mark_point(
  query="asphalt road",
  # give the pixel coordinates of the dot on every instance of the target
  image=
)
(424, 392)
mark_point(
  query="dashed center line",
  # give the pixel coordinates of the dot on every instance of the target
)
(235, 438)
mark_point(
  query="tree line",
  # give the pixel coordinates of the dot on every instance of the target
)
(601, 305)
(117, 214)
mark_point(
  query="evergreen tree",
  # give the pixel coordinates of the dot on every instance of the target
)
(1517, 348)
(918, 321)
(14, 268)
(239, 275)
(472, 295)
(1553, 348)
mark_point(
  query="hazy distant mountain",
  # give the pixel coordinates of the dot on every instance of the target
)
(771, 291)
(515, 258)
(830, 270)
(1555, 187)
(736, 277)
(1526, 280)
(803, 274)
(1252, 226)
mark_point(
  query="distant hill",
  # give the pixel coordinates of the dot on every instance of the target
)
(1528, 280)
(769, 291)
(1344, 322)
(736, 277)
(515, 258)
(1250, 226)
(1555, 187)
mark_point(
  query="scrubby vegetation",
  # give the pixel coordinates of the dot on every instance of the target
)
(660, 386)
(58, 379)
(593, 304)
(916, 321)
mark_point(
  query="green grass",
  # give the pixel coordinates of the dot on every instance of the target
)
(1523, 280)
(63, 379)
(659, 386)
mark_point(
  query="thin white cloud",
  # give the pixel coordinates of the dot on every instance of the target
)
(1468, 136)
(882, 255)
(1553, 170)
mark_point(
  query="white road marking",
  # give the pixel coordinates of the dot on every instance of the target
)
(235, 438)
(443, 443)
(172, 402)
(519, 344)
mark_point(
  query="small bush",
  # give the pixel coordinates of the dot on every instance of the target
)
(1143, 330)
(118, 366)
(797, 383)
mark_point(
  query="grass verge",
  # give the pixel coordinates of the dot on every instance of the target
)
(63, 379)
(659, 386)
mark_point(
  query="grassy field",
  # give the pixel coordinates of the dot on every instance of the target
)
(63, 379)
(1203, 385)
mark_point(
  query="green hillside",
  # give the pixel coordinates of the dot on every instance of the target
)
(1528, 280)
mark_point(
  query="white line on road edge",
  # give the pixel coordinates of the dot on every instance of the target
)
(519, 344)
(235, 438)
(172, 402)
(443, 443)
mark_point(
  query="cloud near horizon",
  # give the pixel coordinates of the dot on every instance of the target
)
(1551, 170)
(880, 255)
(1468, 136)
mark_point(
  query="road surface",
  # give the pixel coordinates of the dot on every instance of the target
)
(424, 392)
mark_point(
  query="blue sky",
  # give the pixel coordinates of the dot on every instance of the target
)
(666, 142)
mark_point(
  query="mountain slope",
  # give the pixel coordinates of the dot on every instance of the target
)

• • •

WHAT IS EXPECTED: Your answer should consist of the lines from the material that contain "mountain".

EXERCISE RESULT:
  query="hazy distant mountain",
  query="mountain slope",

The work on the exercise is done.